OBJECTIVE = Transcribe all of the material exactly.

-- GIVEN INFORMATION start --

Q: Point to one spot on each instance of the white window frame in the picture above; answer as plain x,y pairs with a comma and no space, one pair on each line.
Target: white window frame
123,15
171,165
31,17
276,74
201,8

-- GIVEN INFORMATION end --

RESPONSE TO THE EXERCISE =
Q: Point to one spot on each instance of the white window frame in the picture above; answer as plain x,y pairs with a comma and no space, one pair on each line.
Target: white window frame
123,15
171,165
31,17
276,74
201,8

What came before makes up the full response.